- **Document**
I want to welcome debut author, Catherine Wallace Hope, to the blog this week. Her novel, Once Again, launches TODAY
Author Name: Catherine Wallace Hope
Book Title: Once Again
Book Genre: Women’s Speculative Thriller/Suspense
Release Date: October 6, 2020
Publisher: Alcove Press
How would you describe Once Again?
A mashup of myth and sci-fi suspense, Once Again is the story of a young woman’s fight to save her daughter from repeating a deadly fate.
What drew you to the speculative women’s fiction genre?
I think it was probably the peculiar slant of mind I’ve always had, an inclination toward dramatic suspense and a perilous imagination; it’s a way of thinking I can’t really stop. For example, in one of my numerous past jobs, I had to proofread lists of hundreds of names of towns. I came across a place called Dead Horse Drop, Idaho. My mind took that name and ran off with it. In minutes, I was envisioning a woman alone on a ranch miles beyond the town of Dead Horse Drop, the ranch her father left her when he died, the expanse where she sequesters herself in total isolation and earns a paltry living from her watercolor paintings of the spectacular snowy owls that have taken over her barn. After a severe winter storm, she hikes to her mailbox and sees a set of tire tracks that veer off the road, over a snow drift, and down an embankment. She follows the tracks to the bottom of the ravine to where a half-buried car has crashed into the trees. Footprints lead away into the woods. The painter scans the snowy terrain but sees no one. She approaches the passenger side of the car, brushes the snow from the window, and looks in. What she sees is the basis for one of the novels I have in the works.
For you, what challenges do you find in writing?
The hardest thing for me is wrestling with doubt. I’ve taught creativity workshops for many years, and in those workshops I tell a story Joan Didion included in her beautiful memoir, The Year of Magical Thinking. In a notable passage, she describes what happened on her birthday one year. She was at home, spending a snowed-in evening with her husband, John Gregory Dunne. He sat in front of the fireplace, reading aloud to her from one of her own books. It was a section he wanted to re-read to see how she’d pulled off a difficult technique. When he finished reading, he said, “Goddamn,” and closed the book. “Don’t ever tell me again you can’t write,” he said. “That’s my birthday present to you.” This story is a profound moment in the narrative, and it also reveals that even a writer as accomplished as Joan Didion sometimes has doubts and feels that she can’t write.
What do you love most about it?
One of the many things I love about being a writer is that it’s my job to notice things, to be awake and look deeply into life and see what’s there and what’s beneath and what’s hidden. It means my irrepressible curiosity (which is more than simple snoopiness) is part of my skill set. It means it’s in my job description to search endlessly for the reasons we do what we do. It means I’m obligated to raise questions about our struggles.

- **Problem a**
According to the author interview, what place name did the author come across while proofreading lists of towns?

- **Rows**
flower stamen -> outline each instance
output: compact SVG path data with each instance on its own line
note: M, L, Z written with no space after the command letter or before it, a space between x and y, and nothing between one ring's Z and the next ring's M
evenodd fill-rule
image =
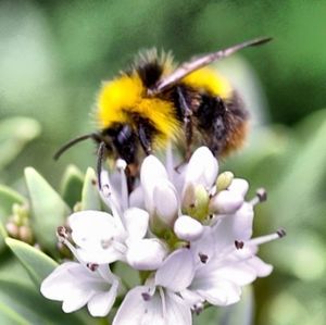
M236 249L242 249L244 246L244 242L241 240L235 240L235 246L236 246Z
M253 238L253 239L247 241L246 243L252 245L252 246L259 246L259 245L262 245L265 242L269 242L269 241L283 238L285 236L286 236L285 229L278 229L277 232L275 232L273 234Z
M254 207L258 203L265 202L266 200L267 200L267 191L264 188L259 188L255 191L255 197L250 201L250 204Z

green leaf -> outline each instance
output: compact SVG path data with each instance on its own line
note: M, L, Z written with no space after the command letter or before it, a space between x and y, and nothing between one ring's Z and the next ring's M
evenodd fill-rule
M271 192L267 207L275 224L302 227L310 223L321 227L325 223L318 216L324 214L325 202L323 187L326 165L326 111L316 112L305 118L298 129L298 137L306 138L296 154L287 157L287 165L280 171L277 186Z
M40 134L40 125L28 117L8 117L0 121L0 170L12 162L26 143Z
M0 303L0 324L5 325L28 325L29 323L18 313Z
M5 223L8 216L12 213L12 205L14 203L23 204L25 201L25 198L18 192L0 185L0 221Z
M82 210L101 210L101 198L97 184L95 171L88 167L82 192Z
M68 165L61 182L61 195L63 200L74 208L76 202L80 201L83 189L83 173L74 165Z
M28 243L12 238L5 238L5 243L26 268L37 287L58 265L55 261Z
M0 222L0 252L4 249L5 242L4 238L8 236L7 230L2 223Z
M25 168L25 177L32 201L32 227L35 237L42 248L55 252L55 229L65 223L71 210L34 168Z
M91 324L85 313L65 314L61 303L47 300L38 290L18 282L0 279L0 320L16 320L12 324ZM85 318L84 318L85 317ZM25 323L20 323L25 320ZM2 323L1 324L7 324ZM11 324L11 323L9 323Z
M193 325L217 325L220 324L220 309L211 305L199 315L193 314Z

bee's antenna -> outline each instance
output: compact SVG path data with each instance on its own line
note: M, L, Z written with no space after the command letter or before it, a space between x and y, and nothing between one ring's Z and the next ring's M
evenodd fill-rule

- **Problem b**
In the records, reproduce every line from the one containing "green leaf -> outline each instance" up to and including the one containing "M82 210L101 210L101".

- **Correct response a**
Dead Horse Drop, Idaho

- **Correct response b**
green leaf -> outline each instance
output: compact SVG path data with each instance on its own line
note: M, L, Z written with no space after the command letter or before it, a space between x and y, and nothing between one ring's Z and the next ring's M
evenodd fill-rule
M271 192L267 207L275 224L302 227L310 223L321 227L325 223L318 216L324 214L325 202L323 187L326 165L326 111L316 112L305 118L298 129L298 137L306 138L296 154L287 157L287 165L280 171L277 186Z
M40 134L40 125L28 117L8 117L0 121L0 170L12 162L26 143Z
M0 303L0 324L5 325L28 325L29 323L18 313Z
M5 223L8 216L12 213L12 205L14 203L23 204L25 201L25 198L18 192L0 185L0 221Z
M82 210L101 210L101 198L97 184L95 171L88 167L82 192Z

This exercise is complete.